— Source excerpt —
The best attacks on today's symmetric-key encryption algorithms simply apply massive computing resources to break their security by pure brute force. If a cryptographic algorithm is secure, it will be far too expensive for an attacker to gather the processing power necessary for such a brute-force cryptanalytic attack to succeed. Assessing the security of a cryptographic algorithm against this threat, then, involves surveying the state of the art in cryptanalytic computational power and estimating the investment required to mount this type of attack.
This paper explores the use of programmable logic hardware devices in cryptanalytic applications. Programmable logic attempts to provide much of the premier performance available from custom hardware, while partially retaining the reconfigurability and ease of development benefits found in software.
Our research draws heavily on the computer architecture field. Surprisingly, many techniques, tools, and models for the design of general-purpose processors also proved useful in the specialized domain of cryptanalytic hardware. We investigate the benefits of various forms of parallelism, including pipelining and superscalar architectures. We also examine and identify critical structural hazards and data hazards, as well as the crucial performance bottlenecks. This paper focuses especially on an analogue of the central ``CPU time'' formula from [20]. By framing the problem from the perspective of system architects, we were able to take advantage of the extensive knowledge base available in the architecture literature.
This paper is organized as follows. Section 2 elaborates on the need for estimates of the performance of cryptanalytic hardware, and Section 3 lists previous work which touches on this project and influenced our approach. Next, Section 4 introduces our experimental methodology and goals. Section 5 describes our design, implementation, and data in depth, providing a detailed technical analysis. Finally, Section 6 briefly identifies some areas for future research, and Section 7 concludes the paper.
There is currently a strong need for a solid assessment of the resources required to break the common cryptographic algorithms. This information is a crucial data point for system designers--they need this information to determine which encryption algorithm is appropriate for their system. The need is only intensifying: weak encryption is becoming the norm, earlier assessments are either incomplete or out-of-date, and steady increases in computing power are threatening the viability of these weak encryption systems.

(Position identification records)
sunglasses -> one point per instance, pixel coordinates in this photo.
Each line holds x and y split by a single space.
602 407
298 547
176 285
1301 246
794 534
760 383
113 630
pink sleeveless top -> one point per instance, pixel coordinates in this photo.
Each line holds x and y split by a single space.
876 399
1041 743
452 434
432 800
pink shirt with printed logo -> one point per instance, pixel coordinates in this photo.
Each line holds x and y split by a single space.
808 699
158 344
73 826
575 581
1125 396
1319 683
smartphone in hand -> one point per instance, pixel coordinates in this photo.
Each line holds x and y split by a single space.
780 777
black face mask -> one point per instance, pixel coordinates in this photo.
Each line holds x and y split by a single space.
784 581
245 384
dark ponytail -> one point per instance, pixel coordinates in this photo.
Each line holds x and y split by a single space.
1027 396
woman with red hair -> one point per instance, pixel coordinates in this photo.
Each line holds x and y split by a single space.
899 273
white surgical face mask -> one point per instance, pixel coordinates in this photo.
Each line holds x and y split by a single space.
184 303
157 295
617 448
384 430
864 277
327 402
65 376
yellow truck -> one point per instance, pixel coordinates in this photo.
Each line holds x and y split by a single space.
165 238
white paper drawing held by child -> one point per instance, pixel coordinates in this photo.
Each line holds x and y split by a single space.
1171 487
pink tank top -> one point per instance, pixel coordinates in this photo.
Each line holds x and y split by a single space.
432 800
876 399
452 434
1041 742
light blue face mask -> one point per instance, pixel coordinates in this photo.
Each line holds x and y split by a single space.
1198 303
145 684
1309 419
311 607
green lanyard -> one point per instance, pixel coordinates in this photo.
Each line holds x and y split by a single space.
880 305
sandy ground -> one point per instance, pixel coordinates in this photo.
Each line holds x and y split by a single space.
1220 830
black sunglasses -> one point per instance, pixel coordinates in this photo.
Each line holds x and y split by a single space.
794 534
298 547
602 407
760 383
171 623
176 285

— What you will do —
From the cryptanalytic hardware passage above, copy the text from "Our research draws" up to and including "the architecture literature.".

— Output for this exercise —
Our research draws heavily on the computer architecture field. Surprisingly, many techniques, tools, and models for the design of general-purpose processors also proved useful in the specialized domain of cryptanalytic hardware. We investigate the benefits of various forms of parallelism, including pipelining and superscalar architectures. We also examine and identify critical structural hazards and data hazards, as well as the crucial performance bottlenecks. This paper focuses especially on an analogue of the central ``CPU time'' formula from [20]. By framing the problem from the perspective of system architects, we were able to take advantage of the extensive knowledge base available in the architecture literature.